- [PASSAGE SHOWN]
--- START ---

[llvm] 8e5a5b6 - [InstCombine] Fold for masked scatters to a uniform address

Caroline Concatto via llvm-commits llvm-commits at lists.llvm.org
Fri Jan 14 01:56:33 PST 2022


Author: Caroline Concatto
Date: 2022-01-14T09:44:34Z
New Revision: 8e5a5b619d34c7846e35d219c0747b9c29654f15

URL: https://github.com/llvm/llvm-project/commit/8e5a5b619d34c7846e35d219c0747b9c29654f15
DIFF: https://github.com/llvm/llvm-project/commit/8e5a5b619d34c7846e35d219c0747b9c29654f15.diff

LOG: [InstCombine] Fold for masked scatters to a uniform address

When masked scatter intrinsic does a uniform store to a destination
address from a source vector, and in this case, the mask is all one value.
This patch replaces the masked scatter with an extracted element of the
last lane of the source vector and stores it in the destination vector.
This patch also folds when the value in the masked scatter is a splat.
In this case, the mask cannot be all zero, and it folds to a scalar store
of the value in the destination pointer.

Differential Revision: https://reviews.llvm.org/D115724

Added: 
    

Modified: 
    llvm/lib/Transforms/InstCombine/InstCombineCalls.cpp
    llvm/test/Transforms/InstCombine/masked_intrinsics.ll

Removed: 
    


################################################################################
diff  --git a/llvm/lib/Transforms/InstCombine/InstCombineCalls.cpp b/llvm/lib/Transforms/InstCombine/InstCombineCalls.cpp
index 22c736f423f07..37cc21aeff8b8 100644
--- a/llvm/lib/Transforms/InstCombine/InstCombineCalls.cpp
+++ b/llvm/lib/Transforms/InstCombine/InstCombineCalls.cpp
@@ -362,7 +362,6 @@ Instruction *InstCombinerImpl::simplifyMaskedGather(IntrinsicInst &II) {
 // * Single constant active lane -> store
 // * Adjacent vector addresses -> masked.store
 // * Narrow store width by halfs excluding zero/undef lanes
-// * Vector splat address w/known mask -> scalar store
 // * Vector incrementing address -> vector masked store
 Instruction *InstCombinerImpl::simplifyMaskedScatter(IntrinsicInst &II) {
   auto *ConstMask = dyn_cast<Constant>(II.getArgOperand(3));
@@ -373,6 +372,34 @@ Instruction *InstCombinerImpl::simplifyMaskedScatter(IntrinsicInst &II) {
   if (ConstMask->isNullValue())

--- END ---

- [TASKS TO CARRY OUT]
- a) According to the commit notice, what does the masked scatter fold to when its value is a splat?
- b) Retype the stretch of the commit notice from "This patch also" through "the destination pointer." without any changes.

- [SUPPLIED ENTRIES]
--- START ---

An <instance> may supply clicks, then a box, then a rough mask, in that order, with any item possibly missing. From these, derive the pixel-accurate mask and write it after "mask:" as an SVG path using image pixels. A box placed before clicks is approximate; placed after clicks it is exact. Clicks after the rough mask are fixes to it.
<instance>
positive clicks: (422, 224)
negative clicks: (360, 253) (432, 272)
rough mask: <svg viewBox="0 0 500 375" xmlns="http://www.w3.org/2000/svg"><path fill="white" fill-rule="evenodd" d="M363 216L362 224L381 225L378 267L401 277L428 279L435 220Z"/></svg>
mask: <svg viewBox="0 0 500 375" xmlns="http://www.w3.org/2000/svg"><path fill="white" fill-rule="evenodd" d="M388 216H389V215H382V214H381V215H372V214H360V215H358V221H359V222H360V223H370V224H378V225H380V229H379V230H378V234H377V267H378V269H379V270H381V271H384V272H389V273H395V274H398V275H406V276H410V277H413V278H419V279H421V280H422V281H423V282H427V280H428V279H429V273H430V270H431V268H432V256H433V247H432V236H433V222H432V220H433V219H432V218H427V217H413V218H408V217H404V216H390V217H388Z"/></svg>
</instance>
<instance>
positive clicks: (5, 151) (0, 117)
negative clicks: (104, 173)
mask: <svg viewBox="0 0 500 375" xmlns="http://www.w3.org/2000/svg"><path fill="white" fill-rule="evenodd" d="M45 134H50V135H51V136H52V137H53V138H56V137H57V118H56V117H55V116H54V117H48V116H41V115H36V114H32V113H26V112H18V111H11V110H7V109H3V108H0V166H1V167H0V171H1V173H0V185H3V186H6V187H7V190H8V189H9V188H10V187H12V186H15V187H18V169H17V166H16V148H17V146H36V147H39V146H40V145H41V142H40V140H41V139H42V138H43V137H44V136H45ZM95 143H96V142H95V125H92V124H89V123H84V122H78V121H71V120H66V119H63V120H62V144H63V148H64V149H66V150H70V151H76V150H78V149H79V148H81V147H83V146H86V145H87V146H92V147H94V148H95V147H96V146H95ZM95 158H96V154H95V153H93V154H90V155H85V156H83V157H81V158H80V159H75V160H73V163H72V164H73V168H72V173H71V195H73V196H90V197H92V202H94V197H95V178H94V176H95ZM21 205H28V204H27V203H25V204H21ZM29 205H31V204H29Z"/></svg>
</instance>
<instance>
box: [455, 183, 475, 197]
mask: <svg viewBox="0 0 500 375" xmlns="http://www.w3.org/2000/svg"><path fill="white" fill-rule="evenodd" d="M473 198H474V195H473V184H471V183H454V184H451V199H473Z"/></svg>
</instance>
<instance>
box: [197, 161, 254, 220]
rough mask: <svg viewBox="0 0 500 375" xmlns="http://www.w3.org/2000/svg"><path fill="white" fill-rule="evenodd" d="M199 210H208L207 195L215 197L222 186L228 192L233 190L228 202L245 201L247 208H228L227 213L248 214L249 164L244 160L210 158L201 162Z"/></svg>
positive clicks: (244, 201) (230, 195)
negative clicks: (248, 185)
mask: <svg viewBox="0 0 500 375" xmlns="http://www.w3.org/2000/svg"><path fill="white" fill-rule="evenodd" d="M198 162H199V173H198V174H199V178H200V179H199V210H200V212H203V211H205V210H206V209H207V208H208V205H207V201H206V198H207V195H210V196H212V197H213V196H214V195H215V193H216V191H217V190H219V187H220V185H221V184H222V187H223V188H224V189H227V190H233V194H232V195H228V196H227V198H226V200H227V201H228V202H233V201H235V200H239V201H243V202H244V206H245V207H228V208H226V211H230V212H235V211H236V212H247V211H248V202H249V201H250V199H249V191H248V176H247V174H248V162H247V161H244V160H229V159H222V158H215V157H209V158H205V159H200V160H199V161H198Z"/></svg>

--- END ---

- [SOLUTIONS BELOW]
- a) It folds to a scalar store of the value in the destination pointer.

- b)
This patch also folds when the value in the masked scatter is a splat.
In this case, the mask cannot be all zero, and it folds to a scalar store
of the value in the destination pointer.